**TASK DESCRIPTION:** Set down the line containing "Target: riverbank" and each line after it through the last line of the records, exactly, leaving pictures out.

Top of TASK INPUTS

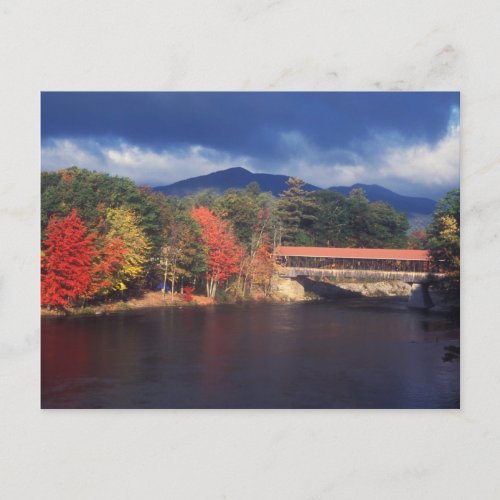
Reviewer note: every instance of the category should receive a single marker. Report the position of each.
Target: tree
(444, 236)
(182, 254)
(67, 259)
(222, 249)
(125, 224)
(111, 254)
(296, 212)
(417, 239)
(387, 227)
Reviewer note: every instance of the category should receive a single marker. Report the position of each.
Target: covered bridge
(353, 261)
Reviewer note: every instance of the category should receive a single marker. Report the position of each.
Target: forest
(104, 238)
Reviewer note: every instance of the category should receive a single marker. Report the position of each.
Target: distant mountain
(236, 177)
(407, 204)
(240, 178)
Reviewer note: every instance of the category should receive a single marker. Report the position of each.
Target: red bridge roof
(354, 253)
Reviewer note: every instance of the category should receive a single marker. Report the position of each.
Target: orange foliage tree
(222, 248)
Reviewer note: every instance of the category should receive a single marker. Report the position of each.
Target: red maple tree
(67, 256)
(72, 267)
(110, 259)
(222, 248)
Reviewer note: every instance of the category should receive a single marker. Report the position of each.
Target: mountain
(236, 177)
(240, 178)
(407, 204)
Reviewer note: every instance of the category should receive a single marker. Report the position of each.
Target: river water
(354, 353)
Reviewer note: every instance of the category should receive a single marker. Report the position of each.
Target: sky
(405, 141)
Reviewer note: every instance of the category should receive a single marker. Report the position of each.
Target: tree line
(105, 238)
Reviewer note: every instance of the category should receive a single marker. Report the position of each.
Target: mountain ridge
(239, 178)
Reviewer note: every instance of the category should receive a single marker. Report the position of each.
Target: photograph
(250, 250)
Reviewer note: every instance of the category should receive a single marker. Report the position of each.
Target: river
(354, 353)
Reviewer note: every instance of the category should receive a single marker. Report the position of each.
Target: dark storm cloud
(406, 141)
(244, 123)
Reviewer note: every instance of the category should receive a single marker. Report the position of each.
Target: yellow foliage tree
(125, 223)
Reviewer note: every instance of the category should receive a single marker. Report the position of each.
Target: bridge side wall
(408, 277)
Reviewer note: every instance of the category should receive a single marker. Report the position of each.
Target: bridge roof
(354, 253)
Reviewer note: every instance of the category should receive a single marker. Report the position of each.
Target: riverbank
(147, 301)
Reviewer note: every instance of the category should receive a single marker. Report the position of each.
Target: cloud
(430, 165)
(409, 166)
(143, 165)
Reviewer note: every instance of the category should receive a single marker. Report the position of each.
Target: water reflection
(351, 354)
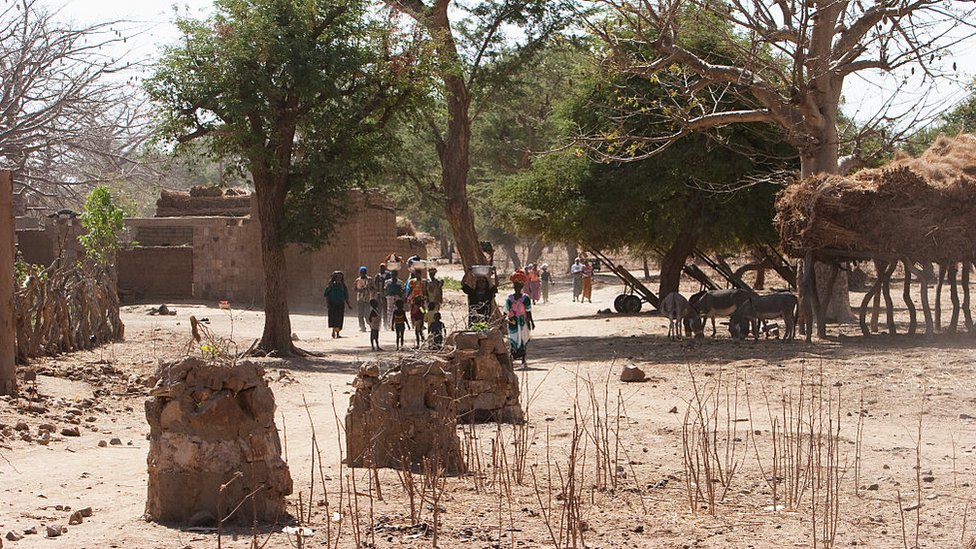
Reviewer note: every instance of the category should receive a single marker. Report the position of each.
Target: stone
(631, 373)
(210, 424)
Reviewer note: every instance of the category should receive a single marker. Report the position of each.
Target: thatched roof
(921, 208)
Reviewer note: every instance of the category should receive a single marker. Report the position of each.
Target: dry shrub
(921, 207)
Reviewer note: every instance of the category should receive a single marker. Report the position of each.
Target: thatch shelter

Bottom of TASK INPUTS

**COMPLETED TASK:**
Target: riverbank
(147, 301)
Reviewer note: every instance of the category should receive a single marker. Report the position of each.
Target: cloud
(430, 165)
(409, 166)
(143, 165)
Reviewer note: every instance of the category should receive a single marker. Report the position of each.
Target: water reflection
(351, 354)
Reviewer note: every instance of the category should receive a single marker. Report the position of each.
Target: stone
(631, 373)
(210, 424)
Reviewer note: every instance of the category should receive a single marker. Report the position of each.
Target: thatched roof
(921, 208)
Reviewer note: every instance of the category should receive a single marker. Report the position of each.
Target: dry shrub
(921, 207)
Reviewer note: every instance of the category should receive a single marker. Report the position of each.
Target: thatch shelter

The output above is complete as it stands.